- ASSIGNMENT -
Reproduce the text segment about Alexandru Solomon word for word, from "The concept has" to "on the jury.".

- TEXT SEGMENT -
As one of the three recipients of the 3x3 homages at the Transilvania International Film Festival (TIFF) this month, Romanian documentary director, DoP, producer and screenwriter Alexandru Solomon relished the chance to reflect on how filmmaking in Romania has transformed in the past 30 years.
He has been as the forefront of that transformation as the husband and producing partner Ada Solomon of Hi Film and the collective outfit microFILM.
“I was very illiterate in documentary when I first started because what I could see in Romania at the time was very limited,” Solomon explains. “We had the Astra Film Festival from 1993 and the Romanian Cinematheque from the communist times, so I got to know the Polish filmmakers and obviously the Russian films, but it was all much older stuff. It meant that I didn’t discover my documentary culture until much later - at the end of the 90s and 2000s. I’m still filling in some gaps.”
After training at the film school in Bucharest as a DoP, Solomon initially worked on more experimental work and collaborated with Radu Igazsag. “Gradually I moved to subjects that were more socially and politically motivated.”
“At the same time, I’ve kept this idea of mixing tools and layers of fictionalised and fantasised narratives in my films,” he adds.
The concept has translated to the new What’s Up Doc Award? documentary competition at TIFF this year, which has blurred the line between fiction and doc narratives. Solomon was on the jury.
“We are living in times of conspiracy theories and all this distrust in images. You can’t trust anything anymore,” he observes.
For the 3x3 homage - of which Solomon was one of three subjects, along with directors Ildikó Enyedi and Gaspar Noé - he worked with TIFF artistic director Mihai Chirilov to choose the three films to play. They selected 2006’s Clara B, which recreates the imaginary life of a woman photographer and reporter born in 1901 using real photos and archive material, 2007’s Cold Waves, about Radio Free Europe during the 1980s, and 2017’s Tarzan’s Testicles, focusing on a Stalinist medical institute in Abhazia researching on the creation of a human-monkey hybrid. Tarzan’s Testicles played in Karlovy Vary’s documentary competition in 2017.
Working with Ada
Solomon had been developing his documentary projects including Kapitalism Our Improved Formula, Apocalypse On Wheels and Tarzan’s Testicles under the roof of the production company Hi Film Productions which his wife Ada set up in 2004. But his latest project - Arsenie. An Amazing Afterlife - exploring the cult of a new saint Father Arsenie Boca - is being produced by the boutique collective company microFILM which has brought husband and wife together with young women producers Carla Fotea and Diana Pariou.
microFILM’s recent successes include Ivana Mladenovic’s Locarno 2019 prize-winner Ivana The Terrible and the Golden Bear for Radu Jude’s Bad Luck Banging Or Loony Porn at the 2021 Berlinale. Next week will see the world premiere in Karlovy Vary of the company’s minority co-production of Polish filmmaker Tomasz Wasilewski’s latest feature Fools.

- Saved entries -

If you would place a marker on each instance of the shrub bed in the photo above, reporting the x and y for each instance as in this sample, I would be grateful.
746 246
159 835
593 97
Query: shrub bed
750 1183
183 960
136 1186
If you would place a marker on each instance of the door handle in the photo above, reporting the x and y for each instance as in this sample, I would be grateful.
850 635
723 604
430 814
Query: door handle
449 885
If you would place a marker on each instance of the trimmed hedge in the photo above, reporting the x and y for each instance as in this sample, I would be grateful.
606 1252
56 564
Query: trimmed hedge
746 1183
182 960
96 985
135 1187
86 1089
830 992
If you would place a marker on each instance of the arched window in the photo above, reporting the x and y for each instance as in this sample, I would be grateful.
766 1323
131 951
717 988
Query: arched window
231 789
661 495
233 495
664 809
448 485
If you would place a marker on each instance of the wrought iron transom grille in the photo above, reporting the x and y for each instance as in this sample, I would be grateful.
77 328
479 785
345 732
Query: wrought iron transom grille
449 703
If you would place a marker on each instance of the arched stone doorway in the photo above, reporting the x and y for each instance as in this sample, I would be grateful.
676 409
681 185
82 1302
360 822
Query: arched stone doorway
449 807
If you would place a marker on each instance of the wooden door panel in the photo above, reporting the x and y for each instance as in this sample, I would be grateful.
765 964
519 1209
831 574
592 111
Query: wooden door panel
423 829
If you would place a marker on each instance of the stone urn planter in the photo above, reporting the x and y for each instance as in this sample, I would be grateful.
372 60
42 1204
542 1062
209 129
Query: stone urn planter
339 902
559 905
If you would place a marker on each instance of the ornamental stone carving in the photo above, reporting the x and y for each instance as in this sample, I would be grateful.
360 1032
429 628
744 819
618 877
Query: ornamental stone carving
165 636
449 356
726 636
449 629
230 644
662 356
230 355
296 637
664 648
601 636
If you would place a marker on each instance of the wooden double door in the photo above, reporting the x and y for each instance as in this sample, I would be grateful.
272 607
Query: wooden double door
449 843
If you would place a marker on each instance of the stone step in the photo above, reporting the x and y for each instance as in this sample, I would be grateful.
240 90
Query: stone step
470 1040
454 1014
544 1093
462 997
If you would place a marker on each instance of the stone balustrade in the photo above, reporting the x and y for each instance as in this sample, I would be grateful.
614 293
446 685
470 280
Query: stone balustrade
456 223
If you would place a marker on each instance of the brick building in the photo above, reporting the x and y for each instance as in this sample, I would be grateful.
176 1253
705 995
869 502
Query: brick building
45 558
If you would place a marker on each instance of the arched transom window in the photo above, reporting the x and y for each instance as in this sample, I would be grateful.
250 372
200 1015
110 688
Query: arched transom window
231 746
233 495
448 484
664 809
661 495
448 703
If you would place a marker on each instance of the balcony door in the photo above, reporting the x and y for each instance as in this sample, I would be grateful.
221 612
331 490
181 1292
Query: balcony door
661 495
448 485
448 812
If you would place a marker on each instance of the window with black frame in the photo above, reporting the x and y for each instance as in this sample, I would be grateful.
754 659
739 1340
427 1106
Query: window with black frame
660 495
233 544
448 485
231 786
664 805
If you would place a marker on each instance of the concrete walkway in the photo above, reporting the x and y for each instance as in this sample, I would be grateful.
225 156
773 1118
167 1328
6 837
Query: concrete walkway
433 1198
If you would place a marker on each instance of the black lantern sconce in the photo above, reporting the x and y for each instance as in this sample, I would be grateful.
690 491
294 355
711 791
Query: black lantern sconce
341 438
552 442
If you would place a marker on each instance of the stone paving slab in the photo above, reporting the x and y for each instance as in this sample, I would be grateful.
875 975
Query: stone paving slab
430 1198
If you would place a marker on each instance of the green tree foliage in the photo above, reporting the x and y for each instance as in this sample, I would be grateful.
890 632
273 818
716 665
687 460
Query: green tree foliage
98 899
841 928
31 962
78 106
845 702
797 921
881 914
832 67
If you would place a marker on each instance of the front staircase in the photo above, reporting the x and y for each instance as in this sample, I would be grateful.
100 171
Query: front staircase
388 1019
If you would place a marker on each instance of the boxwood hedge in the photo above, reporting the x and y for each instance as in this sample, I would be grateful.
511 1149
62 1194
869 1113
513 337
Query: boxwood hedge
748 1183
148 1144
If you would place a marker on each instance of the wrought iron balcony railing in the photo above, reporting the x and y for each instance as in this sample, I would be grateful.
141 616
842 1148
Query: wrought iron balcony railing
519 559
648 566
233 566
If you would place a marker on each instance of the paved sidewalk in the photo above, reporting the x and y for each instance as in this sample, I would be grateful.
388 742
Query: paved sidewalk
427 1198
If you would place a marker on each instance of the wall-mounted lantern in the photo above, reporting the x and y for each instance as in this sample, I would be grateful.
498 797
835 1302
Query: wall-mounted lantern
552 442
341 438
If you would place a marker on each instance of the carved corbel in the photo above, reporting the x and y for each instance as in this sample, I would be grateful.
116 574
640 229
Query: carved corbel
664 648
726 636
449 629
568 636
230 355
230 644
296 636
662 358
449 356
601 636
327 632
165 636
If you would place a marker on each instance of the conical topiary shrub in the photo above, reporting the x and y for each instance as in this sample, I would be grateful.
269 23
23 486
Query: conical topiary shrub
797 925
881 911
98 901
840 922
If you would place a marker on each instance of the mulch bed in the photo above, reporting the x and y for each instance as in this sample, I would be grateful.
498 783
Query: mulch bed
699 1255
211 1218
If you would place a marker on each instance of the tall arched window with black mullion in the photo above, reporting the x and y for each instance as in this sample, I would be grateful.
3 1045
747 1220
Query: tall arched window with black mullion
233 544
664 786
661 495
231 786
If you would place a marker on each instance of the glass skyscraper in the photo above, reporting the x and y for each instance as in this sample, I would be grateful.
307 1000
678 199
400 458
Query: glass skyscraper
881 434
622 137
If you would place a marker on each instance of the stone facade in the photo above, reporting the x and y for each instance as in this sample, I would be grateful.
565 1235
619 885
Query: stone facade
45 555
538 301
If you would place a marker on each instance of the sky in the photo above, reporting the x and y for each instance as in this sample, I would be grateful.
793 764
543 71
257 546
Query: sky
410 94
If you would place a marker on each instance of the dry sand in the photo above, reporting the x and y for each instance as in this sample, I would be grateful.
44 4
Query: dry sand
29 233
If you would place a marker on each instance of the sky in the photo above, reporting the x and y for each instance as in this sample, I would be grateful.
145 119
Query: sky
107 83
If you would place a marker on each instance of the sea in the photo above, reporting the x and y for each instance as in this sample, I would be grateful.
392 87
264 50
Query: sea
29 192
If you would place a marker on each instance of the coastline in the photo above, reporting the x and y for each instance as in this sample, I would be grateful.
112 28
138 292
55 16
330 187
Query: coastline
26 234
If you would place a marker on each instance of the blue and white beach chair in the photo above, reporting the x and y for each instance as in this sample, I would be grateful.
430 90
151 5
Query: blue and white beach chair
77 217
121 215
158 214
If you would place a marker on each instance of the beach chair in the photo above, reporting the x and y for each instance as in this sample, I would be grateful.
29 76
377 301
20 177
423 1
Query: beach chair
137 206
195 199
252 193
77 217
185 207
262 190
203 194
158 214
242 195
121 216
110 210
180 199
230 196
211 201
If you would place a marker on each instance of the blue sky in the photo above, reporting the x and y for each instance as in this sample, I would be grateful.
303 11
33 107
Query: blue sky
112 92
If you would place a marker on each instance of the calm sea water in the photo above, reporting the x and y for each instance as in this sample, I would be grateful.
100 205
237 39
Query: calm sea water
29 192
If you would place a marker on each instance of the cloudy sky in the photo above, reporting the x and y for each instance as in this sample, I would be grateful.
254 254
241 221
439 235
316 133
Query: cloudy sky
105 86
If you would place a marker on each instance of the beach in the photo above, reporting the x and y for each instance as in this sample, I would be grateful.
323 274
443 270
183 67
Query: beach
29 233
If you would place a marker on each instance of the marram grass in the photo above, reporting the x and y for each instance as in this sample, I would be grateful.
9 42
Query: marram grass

- OUTPUT FOR THIS TASK -
The concept has translated to the new What’s Up Doc Award? documentary competition at TIFF this year, which has blurred the line between fiction and doc narratives. Solomon was on the jury.